Stated goal: Copy every line below that contains the string "rear". Case counts.

Records supplied:
++++++++++++++++++++

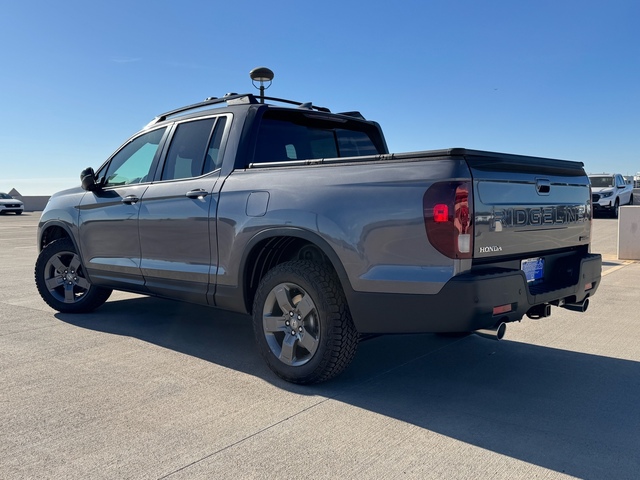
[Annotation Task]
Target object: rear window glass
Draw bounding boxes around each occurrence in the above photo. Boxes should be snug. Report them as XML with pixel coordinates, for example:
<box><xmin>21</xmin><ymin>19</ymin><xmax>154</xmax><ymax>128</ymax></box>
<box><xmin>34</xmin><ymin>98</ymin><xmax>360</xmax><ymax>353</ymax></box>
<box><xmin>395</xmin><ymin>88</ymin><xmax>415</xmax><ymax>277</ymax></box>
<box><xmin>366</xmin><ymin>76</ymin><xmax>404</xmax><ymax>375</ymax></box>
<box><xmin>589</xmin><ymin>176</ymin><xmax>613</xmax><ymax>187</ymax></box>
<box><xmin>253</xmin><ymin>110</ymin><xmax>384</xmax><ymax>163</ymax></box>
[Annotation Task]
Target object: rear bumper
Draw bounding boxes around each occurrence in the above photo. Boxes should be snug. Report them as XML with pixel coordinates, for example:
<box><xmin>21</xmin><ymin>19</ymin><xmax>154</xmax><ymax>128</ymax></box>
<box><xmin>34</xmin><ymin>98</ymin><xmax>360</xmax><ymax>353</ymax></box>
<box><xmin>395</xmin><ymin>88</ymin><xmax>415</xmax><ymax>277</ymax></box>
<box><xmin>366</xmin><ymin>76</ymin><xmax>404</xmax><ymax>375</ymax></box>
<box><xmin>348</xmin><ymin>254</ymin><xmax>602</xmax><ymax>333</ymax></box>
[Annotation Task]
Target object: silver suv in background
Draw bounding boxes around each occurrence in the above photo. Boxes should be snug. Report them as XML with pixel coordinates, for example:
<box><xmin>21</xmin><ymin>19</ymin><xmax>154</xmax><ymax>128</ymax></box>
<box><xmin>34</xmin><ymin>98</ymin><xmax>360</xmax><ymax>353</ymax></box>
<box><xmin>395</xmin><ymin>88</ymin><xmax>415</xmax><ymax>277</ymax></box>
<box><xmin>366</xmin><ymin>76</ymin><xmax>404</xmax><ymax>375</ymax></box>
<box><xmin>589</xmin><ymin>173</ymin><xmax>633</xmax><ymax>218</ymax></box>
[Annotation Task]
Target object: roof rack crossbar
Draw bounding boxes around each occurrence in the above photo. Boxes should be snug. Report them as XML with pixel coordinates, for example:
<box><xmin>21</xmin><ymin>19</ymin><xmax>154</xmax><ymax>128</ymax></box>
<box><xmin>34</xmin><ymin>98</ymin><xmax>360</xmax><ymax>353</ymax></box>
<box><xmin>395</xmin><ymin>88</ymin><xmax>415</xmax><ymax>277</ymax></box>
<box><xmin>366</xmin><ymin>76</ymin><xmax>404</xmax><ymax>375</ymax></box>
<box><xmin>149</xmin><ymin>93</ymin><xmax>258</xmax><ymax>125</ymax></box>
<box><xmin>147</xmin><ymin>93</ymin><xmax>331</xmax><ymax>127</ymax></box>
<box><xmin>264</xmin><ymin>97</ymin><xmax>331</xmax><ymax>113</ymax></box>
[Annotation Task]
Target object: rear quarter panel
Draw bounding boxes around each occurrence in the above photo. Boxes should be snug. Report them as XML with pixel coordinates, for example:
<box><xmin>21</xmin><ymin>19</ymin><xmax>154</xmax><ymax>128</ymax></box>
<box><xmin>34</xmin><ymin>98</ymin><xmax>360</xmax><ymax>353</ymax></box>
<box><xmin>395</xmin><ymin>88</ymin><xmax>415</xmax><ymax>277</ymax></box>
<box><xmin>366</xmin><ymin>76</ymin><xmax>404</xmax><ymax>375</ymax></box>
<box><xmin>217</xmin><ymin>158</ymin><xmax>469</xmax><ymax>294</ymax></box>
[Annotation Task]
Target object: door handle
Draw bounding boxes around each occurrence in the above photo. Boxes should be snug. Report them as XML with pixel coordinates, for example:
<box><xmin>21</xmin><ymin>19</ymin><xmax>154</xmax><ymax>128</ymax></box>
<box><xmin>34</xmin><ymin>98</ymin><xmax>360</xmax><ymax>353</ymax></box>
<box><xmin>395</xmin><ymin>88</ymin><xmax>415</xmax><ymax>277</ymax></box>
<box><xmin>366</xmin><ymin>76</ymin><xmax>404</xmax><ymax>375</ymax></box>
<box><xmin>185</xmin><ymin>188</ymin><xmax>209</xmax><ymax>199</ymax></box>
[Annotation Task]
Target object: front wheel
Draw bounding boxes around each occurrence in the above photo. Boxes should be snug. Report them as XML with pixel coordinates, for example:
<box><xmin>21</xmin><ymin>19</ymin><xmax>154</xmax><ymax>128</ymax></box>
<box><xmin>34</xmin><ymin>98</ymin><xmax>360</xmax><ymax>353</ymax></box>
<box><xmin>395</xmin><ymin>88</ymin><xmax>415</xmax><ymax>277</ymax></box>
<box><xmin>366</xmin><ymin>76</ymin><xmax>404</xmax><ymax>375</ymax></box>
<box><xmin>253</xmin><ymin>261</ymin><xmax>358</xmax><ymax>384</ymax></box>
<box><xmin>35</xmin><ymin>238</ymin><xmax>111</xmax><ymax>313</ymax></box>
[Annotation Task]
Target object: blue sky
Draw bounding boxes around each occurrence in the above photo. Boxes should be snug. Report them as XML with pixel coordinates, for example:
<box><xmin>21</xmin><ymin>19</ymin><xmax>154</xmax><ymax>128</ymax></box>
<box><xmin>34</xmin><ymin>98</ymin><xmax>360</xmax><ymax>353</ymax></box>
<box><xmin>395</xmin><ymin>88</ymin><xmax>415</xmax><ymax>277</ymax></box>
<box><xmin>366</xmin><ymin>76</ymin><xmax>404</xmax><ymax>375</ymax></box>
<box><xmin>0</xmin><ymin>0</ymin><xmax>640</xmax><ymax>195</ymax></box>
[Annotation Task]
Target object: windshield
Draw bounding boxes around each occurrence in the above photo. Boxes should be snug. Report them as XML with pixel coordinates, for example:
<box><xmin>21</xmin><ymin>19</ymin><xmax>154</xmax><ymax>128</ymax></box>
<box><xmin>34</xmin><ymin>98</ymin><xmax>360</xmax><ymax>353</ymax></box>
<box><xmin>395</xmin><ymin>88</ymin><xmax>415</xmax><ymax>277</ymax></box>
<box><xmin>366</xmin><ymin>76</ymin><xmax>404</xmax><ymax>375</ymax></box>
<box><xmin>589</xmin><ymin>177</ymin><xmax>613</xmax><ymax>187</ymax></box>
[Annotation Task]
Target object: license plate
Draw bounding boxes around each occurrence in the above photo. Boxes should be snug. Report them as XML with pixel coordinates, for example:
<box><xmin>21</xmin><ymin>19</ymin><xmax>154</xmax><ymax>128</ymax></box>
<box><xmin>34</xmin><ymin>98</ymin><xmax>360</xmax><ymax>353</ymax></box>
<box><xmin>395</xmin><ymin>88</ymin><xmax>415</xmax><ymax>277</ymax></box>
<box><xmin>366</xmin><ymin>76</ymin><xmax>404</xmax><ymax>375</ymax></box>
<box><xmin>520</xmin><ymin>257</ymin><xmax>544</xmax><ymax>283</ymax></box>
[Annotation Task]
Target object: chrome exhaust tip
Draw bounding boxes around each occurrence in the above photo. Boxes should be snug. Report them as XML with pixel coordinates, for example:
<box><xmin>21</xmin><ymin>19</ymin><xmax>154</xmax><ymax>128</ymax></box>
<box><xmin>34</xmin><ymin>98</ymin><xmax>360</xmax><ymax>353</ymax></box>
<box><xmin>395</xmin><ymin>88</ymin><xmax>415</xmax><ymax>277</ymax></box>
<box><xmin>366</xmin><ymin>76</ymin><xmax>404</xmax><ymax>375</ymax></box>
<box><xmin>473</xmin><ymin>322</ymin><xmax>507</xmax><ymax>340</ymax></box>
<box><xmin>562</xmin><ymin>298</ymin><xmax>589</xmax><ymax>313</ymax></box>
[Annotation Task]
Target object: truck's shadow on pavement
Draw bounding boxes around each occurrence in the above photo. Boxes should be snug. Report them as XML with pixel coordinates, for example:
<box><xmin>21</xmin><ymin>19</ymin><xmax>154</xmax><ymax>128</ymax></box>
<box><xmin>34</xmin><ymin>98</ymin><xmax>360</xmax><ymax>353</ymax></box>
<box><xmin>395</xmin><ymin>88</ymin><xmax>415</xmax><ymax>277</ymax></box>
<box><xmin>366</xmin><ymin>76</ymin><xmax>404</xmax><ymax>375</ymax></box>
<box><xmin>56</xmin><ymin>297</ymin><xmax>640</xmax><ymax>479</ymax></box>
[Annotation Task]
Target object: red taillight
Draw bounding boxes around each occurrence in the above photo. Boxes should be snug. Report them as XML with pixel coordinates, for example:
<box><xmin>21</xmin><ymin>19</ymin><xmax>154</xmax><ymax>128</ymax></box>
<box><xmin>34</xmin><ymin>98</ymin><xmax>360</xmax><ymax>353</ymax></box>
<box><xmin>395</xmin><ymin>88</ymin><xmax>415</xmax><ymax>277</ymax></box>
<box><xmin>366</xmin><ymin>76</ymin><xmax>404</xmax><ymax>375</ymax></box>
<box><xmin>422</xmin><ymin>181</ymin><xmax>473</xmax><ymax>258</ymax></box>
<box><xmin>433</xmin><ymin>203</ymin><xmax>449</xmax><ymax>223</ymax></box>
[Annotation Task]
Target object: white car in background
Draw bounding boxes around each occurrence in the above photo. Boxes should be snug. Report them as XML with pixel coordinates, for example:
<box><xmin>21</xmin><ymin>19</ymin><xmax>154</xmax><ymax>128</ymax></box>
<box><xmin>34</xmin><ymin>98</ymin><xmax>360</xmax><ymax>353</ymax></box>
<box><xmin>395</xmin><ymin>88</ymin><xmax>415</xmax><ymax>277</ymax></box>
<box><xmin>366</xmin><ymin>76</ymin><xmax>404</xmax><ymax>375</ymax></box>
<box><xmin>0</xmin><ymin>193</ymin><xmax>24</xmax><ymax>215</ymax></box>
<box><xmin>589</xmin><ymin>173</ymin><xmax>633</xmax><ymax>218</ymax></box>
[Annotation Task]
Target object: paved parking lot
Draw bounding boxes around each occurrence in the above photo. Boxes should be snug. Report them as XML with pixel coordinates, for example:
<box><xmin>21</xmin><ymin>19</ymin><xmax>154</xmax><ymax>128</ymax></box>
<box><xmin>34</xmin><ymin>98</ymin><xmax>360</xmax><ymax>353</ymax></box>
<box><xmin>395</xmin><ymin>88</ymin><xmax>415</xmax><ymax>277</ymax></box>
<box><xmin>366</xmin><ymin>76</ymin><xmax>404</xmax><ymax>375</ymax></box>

++++++++++++++++++++

Written response:
Target object: rear window glass
Target object: rear bumper
Target object: rear quarter panel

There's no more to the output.